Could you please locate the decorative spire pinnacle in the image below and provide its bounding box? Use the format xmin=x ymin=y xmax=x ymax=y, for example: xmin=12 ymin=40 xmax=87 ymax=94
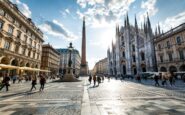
xmin=155 ymin=27 xmax=157 ymax=36
xmin=125 ymin=16 xmax=127 ymax=27
xmin=127 ymin=12 xmax=130 ymax=27
xmin=135 ymin=14 xmax=138 ymax=33
xmin=158 ymin=22 xmax=161 ymax=35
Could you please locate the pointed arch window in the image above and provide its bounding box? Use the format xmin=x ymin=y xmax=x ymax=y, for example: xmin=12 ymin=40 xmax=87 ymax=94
xmin=176 ymin=36 xmax=182 ymax=45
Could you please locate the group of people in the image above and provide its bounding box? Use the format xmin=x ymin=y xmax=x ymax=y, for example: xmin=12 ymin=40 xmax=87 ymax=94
xmin=88 ymin=75 xmax=104 ymax=87
xmin=0 ymin=74 xmax=46 ymax=91
xmin=154 ymin=72 xmax=175 ymax=86
xmin=136 ymin=72 xmax=175 ymax=86
xmin=30 ymin=74 xmax=46 ymax=91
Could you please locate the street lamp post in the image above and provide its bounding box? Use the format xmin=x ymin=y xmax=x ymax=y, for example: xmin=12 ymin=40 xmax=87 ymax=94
xmin=57 ymin=43 xmax=79 ymax=82
xmin=68 ymin=43 xmax=73 ymax=73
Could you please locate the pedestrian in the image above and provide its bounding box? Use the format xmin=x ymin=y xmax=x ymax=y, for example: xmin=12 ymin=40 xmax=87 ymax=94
xmin=93 ymin=75 xmax=96 ymax=87
xmin=154 ymin=75 xmax=160 ymax=86
xmin=12 ymin=75 xmax=17 ymax=84
xmin=0 ymin=74 xmax=10 ymax=91
xmin=18 ymin=76 xmax=23 ymax=83
xmin=161 ymin=74 xmax=167 ymax=86
xmin=40 ymin=75 xmax=46 ymax=91
xmin=30 ymin=75 xmax=37 ymax=91
xmin=182 ymin=74 xmax=185 ymax=83
xmin=102 ymin=75 xmax=104 ymax=82
xmin=88 ymin=75 xmax=92 ymax=84
xmin=97 ymin=76 xmax=101 ymax=86
xmin=169 ymin=72 xmax=175 ymax=86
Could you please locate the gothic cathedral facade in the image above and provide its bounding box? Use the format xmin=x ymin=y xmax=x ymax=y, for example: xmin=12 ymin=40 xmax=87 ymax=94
xmin=107 ymin=15 xmax=157 ymax=75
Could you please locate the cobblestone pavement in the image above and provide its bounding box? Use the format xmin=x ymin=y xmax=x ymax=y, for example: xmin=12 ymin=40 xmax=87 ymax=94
xmin=0 ymin=78 xmax=185 ymax=115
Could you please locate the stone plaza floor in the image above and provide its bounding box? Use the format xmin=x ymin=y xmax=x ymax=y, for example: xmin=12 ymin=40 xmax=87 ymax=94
xmin=0 ymin=78 xmax=185 ymax=115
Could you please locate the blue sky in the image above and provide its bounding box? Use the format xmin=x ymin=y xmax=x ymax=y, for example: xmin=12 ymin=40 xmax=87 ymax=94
xmin=11 ymin=0 xmax=185 ymax=69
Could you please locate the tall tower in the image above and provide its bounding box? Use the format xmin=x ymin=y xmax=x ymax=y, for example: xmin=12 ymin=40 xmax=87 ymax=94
xmin=80 ymin=17 xmax=88 ymax=76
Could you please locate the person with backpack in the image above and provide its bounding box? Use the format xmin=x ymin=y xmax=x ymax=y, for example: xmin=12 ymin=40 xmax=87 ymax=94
xmin=97 ymin=76 xmax=101 ymax=86
xmin=40 ymin=74 xmax=46 ymax=91
xmin=93 ymin=75 xmax=96 ymax=87
xmin=0 ymin=74 xmax=10 ymax=91
xmin=30 ymin=75 xmax=37 ymax=91
xmin=154 ymin=75 xmax=160 ymax=86
xmin=88 ymin=75 xmax=92 ymax=84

# TASK
Turn every line of the material above into a numbered list, skipping any blank lines and leaving out the pictures.

# REPLY
1. Could you please locate the decorative spire pinnacle in the image below and provide its bounding box? Use the format xmin=x ymin=y xmax=x ymax=y, for example: xmin=12 ymin=40 xmax=87 ymax=94
2. xmin=155 ymin=27 xmax=157 ymax=36
3. xmin=125 ymin=16 xmax=127 ymax=27
4. xmin=127 ymin=12 xmax=130 ymax=27
5. xmin=135 ymin=14 xmax=138 ymax=33
6. xmin=158 ymin=22 xmax=161 ymax=35
7. Could you please locate the pointed arch window in the image above and provide its bounding box? Use the format xmin=x ymin=y xmax=x ymax=y, for example: xmin=12 ymin=40 xmax=87 ymax=94
8. xmin=176 ymin=36 xmax=182 ymax=45
9. Could you please locate the group of people in the image above and provide its bounding box? Use the format xmin=x ymin=y xmax=x ymax=y, for example: xmin=12 ymin=40 xmax=87 ymax=94
10. xmin=88 ymin=75 xmax=104 ymax=87
11. xmin=0 ymin=74 xmax=46 ymax=91
12. xmin=154 ymin=72 xmax=175 ymax=86
13. xmin=136 ymin=72 xmax=175 ymax=86
14. xmin=30 ymin=74 xmax=46 ymax=91
15. Could you please locate the street lamp post in the image above and provide its bounding box? Use the format xmin=x ymin=y xmax=x ymax=y, for example: xmin=12 ymin=40 xmax=87 ymax=94
16. xmin=57 ymin=43 xmax=79 ymax=82
17. xmin=68 ymin=43 xmax=73 ymax=73
18. Could you please locate the pedestrian in the image above and provide its bounding box? Use the format xmin=x ymin=y xmax=x ymax=y, for example: xmin=12 ymin=40 xmax=87 ymax=94
19. xmin=93 ymin=75 xmax=96 ymax=87
20. xmin=154 ymin=75 xmax=160 ymax=86
21. xmin=12 ymin=75 xmax=17 ymax=84
22. xmin=0 ymin=74 xmax=10 ymax=91
23. xmin=18 ymin=76 xmax=23 ymax=83
24. xmin=161 ymin=74 xmax=167 ymax=86
25. xmin=40 ymin=75 xmax=46 ymax=91
26. xmin=30 ymin=75 xmax=37 ymax=91
27. xmin=182 ymin=74 xmax=185 ymax=83
28. xmin=102 ymin=75 xmax=104 ymax=82
29. xmin=88 ymin=75 xmax=92 ymax=84
30. xmin=97 ymin=76 xmax=101 ymax=86
31. xmin=169 ymin=72 xmax=175 ymax=86
32. Could you please locate the gothic cathedral facade in the image above and provide its bounding box? Use the format xmin=x ymin=y xmax=x ymax=y, for example: xmin=12 ymin=40 xmax=87 ymax=94
33. xmin=107 ymin=15 xmax=157 ymax=75
34. Could you please locate the cobblestone pavement in the image above and provide its bounding box? Use the format xmin=x ymin=y xmax=x ymax=y, for example: xmin=12 ymin=40 xmax=87 ymax=94
35. xmin=0 ymin=78 xmax=185 ymax=115
36. Could you please locate the stone plaza floor in the image above and provide its bounding box? Use the format xmin=x ymin=y xmax=x ymax=y, for example: xmin=12 ymin=40 xmax=87 ymax=94
37. xmin=0 ymin=78 xmax=185 ymax=115
38. Could you please locate the blue sky in the image above and provide its bounding box? Use the format xmin=x ymin=y xmax=x ymax=y, for example: xmin=12 ymin=40 xmax=87 ymax=94
39. xmin=11 ymin=0 xmax=185 ymax=69
40. Could you please locate the tall tower in the image above and provide its bounding box? Use the format xmin=x ymin=y xmax=x ymax=y, for example: xmin=12 ymin=40 xmax=87 ymax=94
41. xmin=80 ymin=17 xmax=88 ymax=76
42. Could you please locate the person with backpack in the image above and provide its bounding box? Use the format xmin=x ymin=y xmax=x ymax=y, for example: xmin=12 ymin=40 xmax=87 ymax=94
43. xmin=97 ymin=76 xmax=101 ymax=86
44. xmin=40 ymin=74 xmax=46 ymax=91
45. xmin=93 ymin=75 xmax=96 ymax=87
46. xmin=0 ymin=74 xmax=10 ymax=91
47. xmin=30 ymin=75 xmax=37 ymax=91
48. xmin=154 ymin=75 xmax=160 ymax=86
49. xmin=88 ymin=75 xmax=92 ymax=84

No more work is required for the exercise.